[Stated exercise A]
Copy the rows below from the one containing "Please annotate the shirt" through the one containing "Please annotate the landscape", both ends included and requests kept. Scale every bounding-box coordinate in the answers by 0.3, rounding to whole numbers with halves rounded up.

[Start Text block]

RepoweringNRG Update
RepoweringNRG is a comprehensive portfolio redevelopment program designed to develop, construct and operate new, multi-fuel, multi-technology, highly efficient, environmentally responsible generation capacity over the next decade. Recent developments in this program include:
Cos Cob Project Completed
On June 26, 2008, NRG announced the completion of major improvements at its Cos Cob, CT generating station including the addition of 40 MW of clean, reliable, peaking capacity in the NEPOOL market. NRG funded and developed this project which added two new gas turbine units, bringing total station capacity to 100 MW — enough to supply power to approximately 80,000 homes — and resulted in a 50% net station reduction in nitrogen oxide emissions, along with a 97% reduction in sulfur emissions.
GenConn Energy LLC Wins CT Bid
On June 25, 2008, GenConn Energy LLC, or GenConn, a 50/50 joint venture between NRG and The United Illuminating Company, was awarded a contract with the Connecticut Department of Public Utility Control (DPUC) to build approximately 200 MW of new peaking generation at NRG’s existing Devon plant in Milford, CT. The new Devon generating unit, which will provide power to Connecticut residents during peak usage periods, is scheduled to be in operation by June 1, 2010.

[End Text block]
[Start Data supplied]

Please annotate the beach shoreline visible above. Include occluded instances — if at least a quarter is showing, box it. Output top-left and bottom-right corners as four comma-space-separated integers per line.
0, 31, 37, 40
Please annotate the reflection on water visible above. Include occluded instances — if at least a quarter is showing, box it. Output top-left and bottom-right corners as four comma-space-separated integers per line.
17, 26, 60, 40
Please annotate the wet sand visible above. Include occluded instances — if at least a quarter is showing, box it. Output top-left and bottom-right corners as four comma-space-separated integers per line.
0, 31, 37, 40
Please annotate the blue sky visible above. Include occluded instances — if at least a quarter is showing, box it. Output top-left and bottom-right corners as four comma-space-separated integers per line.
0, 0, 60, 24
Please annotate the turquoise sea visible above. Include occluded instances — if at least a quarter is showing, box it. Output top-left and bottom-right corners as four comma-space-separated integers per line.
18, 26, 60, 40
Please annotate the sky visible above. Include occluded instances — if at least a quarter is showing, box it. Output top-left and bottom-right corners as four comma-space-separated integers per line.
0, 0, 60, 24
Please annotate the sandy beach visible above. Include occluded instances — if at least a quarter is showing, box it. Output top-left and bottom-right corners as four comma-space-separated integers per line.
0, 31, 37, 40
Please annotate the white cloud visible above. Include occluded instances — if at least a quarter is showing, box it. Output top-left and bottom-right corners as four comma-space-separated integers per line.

[End Data supplied]
[Start Data supplied]

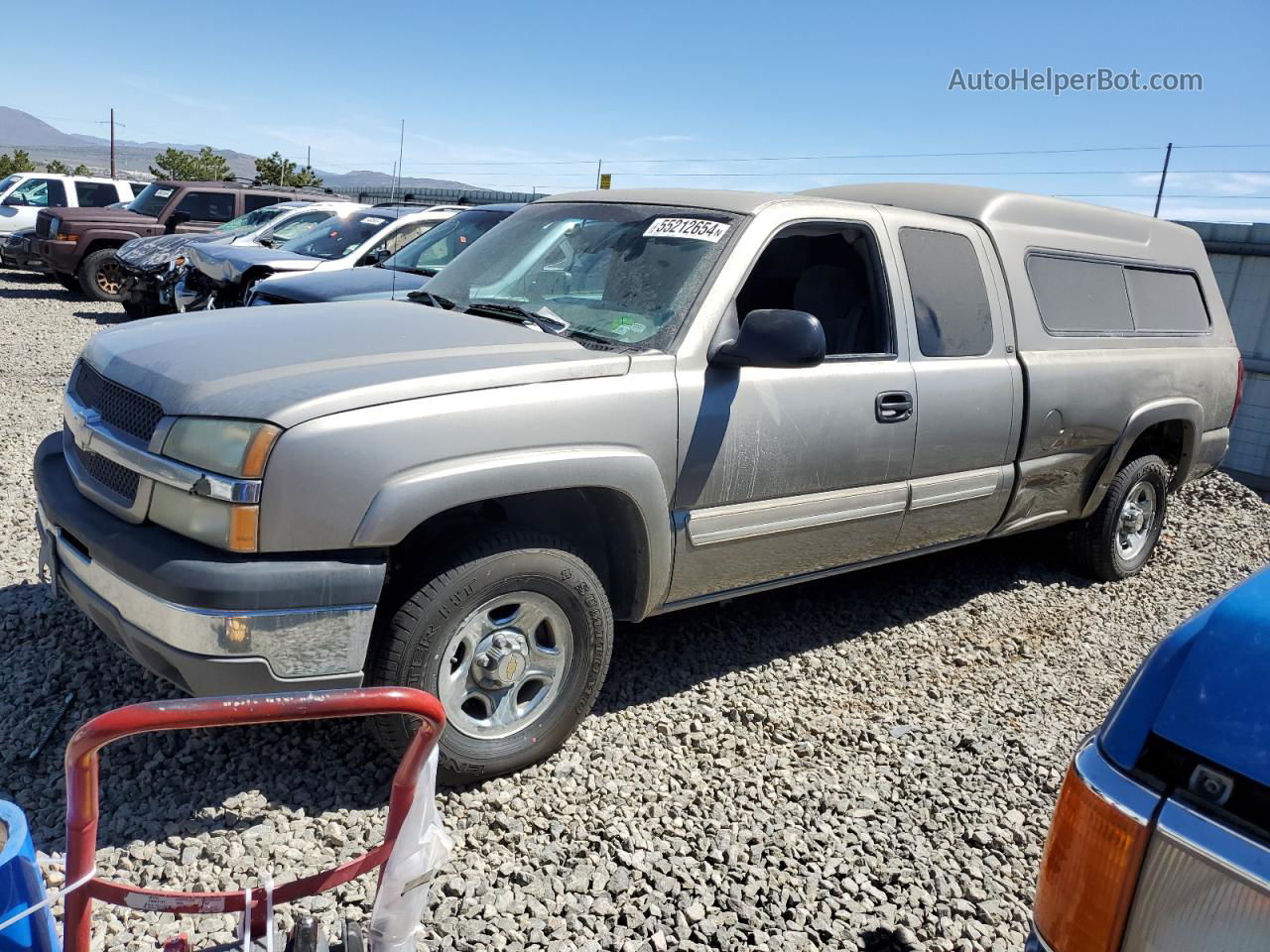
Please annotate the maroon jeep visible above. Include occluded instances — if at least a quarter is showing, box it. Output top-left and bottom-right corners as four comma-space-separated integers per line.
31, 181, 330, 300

[End Data supplied]
[Start Data supplied]

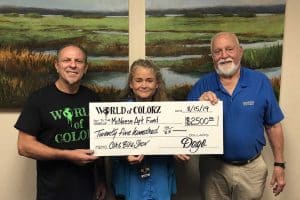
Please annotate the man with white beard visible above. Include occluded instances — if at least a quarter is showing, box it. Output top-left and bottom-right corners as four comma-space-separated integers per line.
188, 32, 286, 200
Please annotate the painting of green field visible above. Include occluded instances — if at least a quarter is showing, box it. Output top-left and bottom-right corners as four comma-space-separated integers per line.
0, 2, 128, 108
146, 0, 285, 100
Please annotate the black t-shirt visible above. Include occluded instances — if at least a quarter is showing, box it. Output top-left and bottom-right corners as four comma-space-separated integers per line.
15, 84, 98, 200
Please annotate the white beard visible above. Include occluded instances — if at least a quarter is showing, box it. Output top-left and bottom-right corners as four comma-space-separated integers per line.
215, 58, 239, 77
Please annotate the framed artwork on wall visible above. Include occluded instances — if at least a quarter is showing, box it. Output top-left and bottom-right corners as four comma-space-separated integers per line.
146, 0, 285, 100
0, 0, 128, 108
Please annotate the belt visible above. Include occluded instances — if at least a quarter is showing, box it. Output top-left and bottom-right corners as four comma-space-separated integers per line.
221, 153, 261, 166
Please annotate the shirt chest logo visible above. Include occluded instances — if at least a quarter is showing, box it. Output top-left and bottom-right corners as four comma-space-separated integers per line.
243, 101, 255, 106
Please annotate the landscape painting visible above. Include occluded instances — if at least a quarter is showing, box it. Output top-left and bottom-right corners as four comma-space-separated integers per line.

[End Data supplied]

[Stated exercise B]
In the RepoweringNRG update, by what date is the new Devon generating unit scheduled to be in operation?

[Written solution A]
Please annotate the shirt chest logo visible above. Include occluded instances — if at least a quarter is showing, box it. Output top-left and bottom-right corners as four comma-space-separated integers per line.
73, 30, 77, 32
Please annotate the landscape painting visible above. Include occluded instances — if at least a quarter is showing, box it. Output top-left and bottom-right corners as four comma-space-separated integers per line.

[Written solution B]
By June 1, 2010.